Copy out all of the data below, substituting "mark" for every instance of "pick out" and keeping everything else the same. Omit the pictures.

— Start Material to process —

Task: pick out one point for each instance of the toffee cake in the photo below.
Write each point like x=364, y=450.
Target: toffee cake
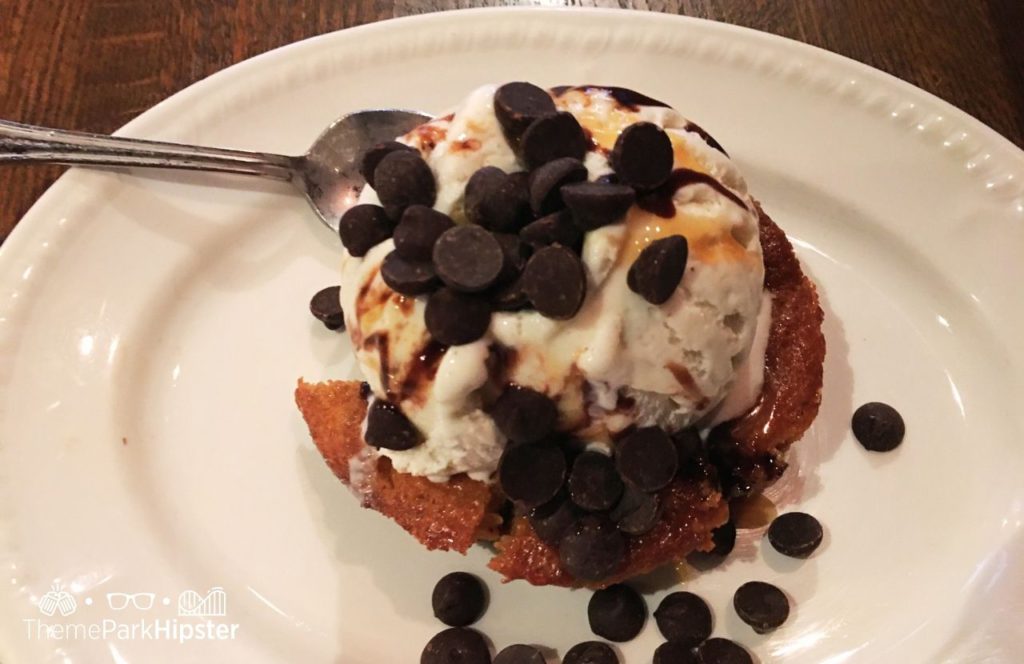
x=581, y=336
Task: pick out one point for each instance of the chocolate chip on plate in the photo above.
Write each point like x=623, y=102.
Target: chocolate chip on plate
x=642, y=156
x=458, y=599
x=364, y=226
x=647, y=458
x=596, y=204
x=517, y=105
x=656, y=272
x=326, y=307
x=724, y=538
x=546, y=183
x=675, y=653
x=519, y=654
x=637, y=511
x=761, y=606
x=514, y=255
x=496, y=200
x=531, y=474
x=456, y=646
x=409, y=277
x=556, y=227
x=468, y=258
x=592, y=548
x=373, y=158
x=879, y=426
x=683, y=617
x=616, y=613
x=402, y=178
x=456, y=319
x=722, y=651
x=388, y=427
x=552, y=137
x=591, y=653
x=552, y=520
x=524, y=415
x=594, y=484
x=795, y=534
x=555, y=281
x=418, y=231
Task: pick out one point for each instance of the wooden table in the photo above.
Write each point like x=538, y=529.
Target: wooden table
x=93, y=65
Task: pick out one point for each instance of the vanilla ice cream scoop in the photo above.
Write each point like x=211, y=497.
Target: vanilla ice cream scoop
x=610, y=361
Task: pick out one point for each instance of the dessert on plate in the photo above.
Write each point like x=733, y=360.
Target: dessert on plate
x=580, y=335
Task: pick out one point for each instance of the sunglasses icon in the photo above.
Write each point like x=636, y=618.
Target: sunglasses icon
x=120, y=600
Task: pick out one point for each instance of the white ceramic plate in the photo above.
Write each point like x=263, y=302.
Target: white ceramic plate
x=152, y=331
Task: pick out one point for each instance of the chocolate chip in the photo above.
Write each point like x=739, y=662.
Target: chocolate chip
x=795, y=534
x=518, y=105
x=519, y=654
x=552, y=520
x=595, y=204
x=409, y=277
x=546, y=183
x=637, y=511
x=616, y=613
x=514, y=255
x=468, y=258
x=722, y=651
x=594, y=484
x=364, y=226
x=592, y=549
x=531, y=474
x=456, y=319
x=497, y=201
x=879, y=426
x=418, y=231
x=555, y=282
x=524, y=415
x=683, y=617
x=326, y=307
x=642, y=156
x=552, y=137
x=402, y=178
x=456, y=646
x=458, y=599
x=656, y=272
x=647, y=459
x=556, y=227
x=724, y=538
x=388, y=427
x=591, y=653
x=675, y=653
x=761, y=606
x=373, y=158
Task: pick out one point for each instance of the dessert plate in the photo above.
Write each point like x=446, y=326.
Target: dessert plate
x=161, y=500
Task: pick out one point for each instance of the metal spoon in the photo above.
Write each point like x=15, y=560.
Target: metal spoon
x=328, y=174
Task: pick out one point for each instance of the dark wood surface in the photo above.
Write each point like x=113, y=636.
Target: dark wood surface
x=93, y=65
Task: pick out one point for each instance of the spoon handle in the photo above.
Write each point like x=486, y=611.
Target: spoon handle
x=19, y=142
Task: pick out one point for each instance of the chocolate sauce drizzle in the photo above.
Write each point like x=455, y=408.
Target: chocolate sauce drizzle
x=693, y=127
x=659, y=201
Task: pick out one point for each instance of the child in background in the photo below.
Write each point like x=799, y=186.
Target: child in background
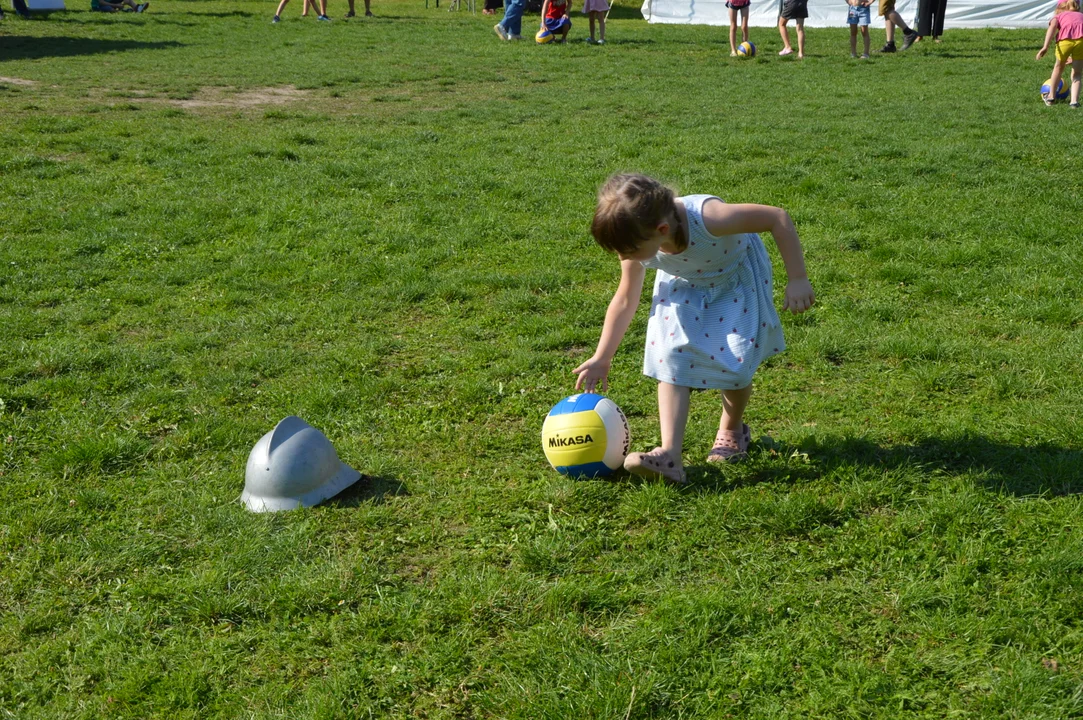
x=555, y=17
x=713, y=319
x=735, y=7
x=304, y=8
x=597, y=10
x=1067, y=25
x=793, y=10
x=858, y=15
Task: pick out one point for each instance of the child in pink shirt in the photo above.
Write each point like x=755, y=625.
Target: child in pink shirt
x=1067, y=26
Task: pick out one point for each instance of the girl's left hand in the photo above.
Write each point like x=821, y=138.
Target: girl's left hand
x=799, y=296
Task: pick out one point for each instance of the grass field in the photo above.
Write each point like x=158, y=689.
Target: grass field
x=208, y=223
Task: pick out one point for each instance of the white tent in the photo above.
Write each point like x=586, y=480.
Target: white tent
x=832, y=13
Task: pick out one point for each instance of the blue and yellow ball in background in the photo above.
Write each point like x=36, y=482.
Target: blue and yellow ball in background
x=585, y=435
x=1061, y=89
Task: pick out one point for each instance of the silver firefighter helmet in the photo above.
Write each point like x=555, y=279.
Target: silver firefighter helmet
x=294, y=466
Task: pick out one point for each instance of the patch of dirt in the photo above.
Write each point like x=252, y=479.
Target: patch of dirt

— End Material to process —

Correct response:
Task: mark one point for each instance of the toffee cake in the photo below.
Write each point like x=364, y=450.
Target: toffee cake
x=581, y=336
Task: mark one point for each instance of the chocolate chip on plate in the photo above.
Write each point like x=623, y=102.
Target: chocolate chip on plate
x=642, y=156
x=458, y=599
x=364, y=226
x=647, y=458
x=596, y=204
x=517, y=105
x=656, y=272
x=326, y=307
x=724, y=538
x=546, y=183
x=675, y=653
x=519, y=654
x=637, y=511
x=761, y=606
x=514, y=255
x=496, y=200
x=531, y=474
x=456, y=646
x=409, y=277
x=556, y=227
x=468, y=258
x=592, y=548
x=373, y=158
x=879, y=426
x=683, y=617
x=616, y=613
x=402, y=178
x=456, y=319
x=722, y=651
x=388, y=427
x=552, y=137
x=591, y=653
x=552, y=520
x=524, y=415
x=594, y=484
x=795, y=534
x=555, y=281
x=418, y=231
Task: mark one point for each instance of the wooden table in the photo above.
Write each point like x=538, y=529.
Target: wooden table
x=93, y=65
Task: mark one point for each instance of the vanilla ice cream scoop in the photo above.
Write each point like x=211, y=497.
Target: vanilla ice cream scoop
x=610, y=361
Task: mark one point for each instance of the dessert on plate in the photo above.
Write each point like x=733, y=360.
Target: dessert on plate
x=580, y=335
Task: mark one point for each instance of the sunglasses icon in the photo above.
Write each point like x=636, y=618.
Target: sunglasses icon
x=120, y=600
Task: mark one point for each instance of the white ceramic plate in the photo above.
Write each point like x=263, y=302.
Target: white ceramic plate
x=152, y=331
Task: mark one point for each instance of the chocolate chip in the photo above.
Write each point like x=739, y=662.
Target: chocolate chip
x=795, y=534
x=518, y=105
x=519, y=654
x=552, y=520
x=595, y=204
x=409, y=277
x=546, y=183
x=637, y=511
x=616, y=613
x=514, y=255
x=468, y=258
x=722, y=651
x=594, y=484
x=364, y=226
x=592, y=549
x=531, y=474
x=456, y=319
x=497, y=201
x=879, y=426
x=418, y=231
x=555, y=282
x=524, y=415
x=683, y=617
x=326, y=307
x=642, y=156
x=552, y=137
x=402, y=178
x=456, y=646
x=458, y=599
x=656, y=272
x=647, y=459
x=556, y=227
x=724, y=538
x=388, y=427
x=591, y=653
x=675, y=653
x=761, y=606
x=373, y=158
Task: mark one point for each instance of the dessert plate in the photo above.
Write each point like x=446, y=326.
Target: dessert plate
x=161, y=500
Task: mark one point for each instance of the metal spoon in the photo above.
Write each point like x=15, y=560.
Target: metal spoon
x=328, y=174
Task: mark one point for each instance of the dark wood surface in the photo above.
Write each point like x=113, y=636.
Target: dark wood surface
x=93, y=65
Task: mark one point for each instance of the spoon handle in the photo above.
Write each point like x=486, y=611.
Target: spoon handle
x=19, y=142
Task: mark one point for each instance of the chocolate sauce drizzle in the photo above.
Write each point like x=455, y=408.
Target: chocolate sauce drizzle
x=693, y=127
x=659, y=201
Task: mark one point for each instance of the child in background in the photo below.
Write each point like x=799, y=186.
Target: child in background
x=555, y=17
x=713, y=319
x=735, y=7
x=304, y=8
x=597, y=10
x=1067, y=25
x=793, y=10
x=858, y=15
Task: mark one point for each instance of the child in pink shirt in the photo above.
Write each point like x=755, y=625.
Target: child in pink shirt
x=1067, y=26
Task: mark one point for each instance of the girl's left hand in the photo above.
Write each point like x=821, y=138.
Target: girl's left hand
x=799, y=296
Task: mark one point for each instance of the grass field in the photo above.
Write each point like x=158, y=689.
Target: grass field
x=208, y=223
Task: mark one point for each instance of the white tent in the photo above.
Write each point like x=586, y=480.
Target: white tent
x=832, y=13
Task: mark one point for each instance of the blue and yellow ball in background in the photo above.
Write each point like x=36, y=482.
Target: blue and yellow ball in background
x=585, y=435
x=1061, y=89
Task: mark one point for each instance of the silver firefighter helmet in the photo above.
Write each point like x=555, y=279.
Target: silver firefighter helmet
x=294, y=466
Task: mark one point for each instance of the patch of dirt in the photo above.
Write each point like x=252, y=479.
Target: patch of dirt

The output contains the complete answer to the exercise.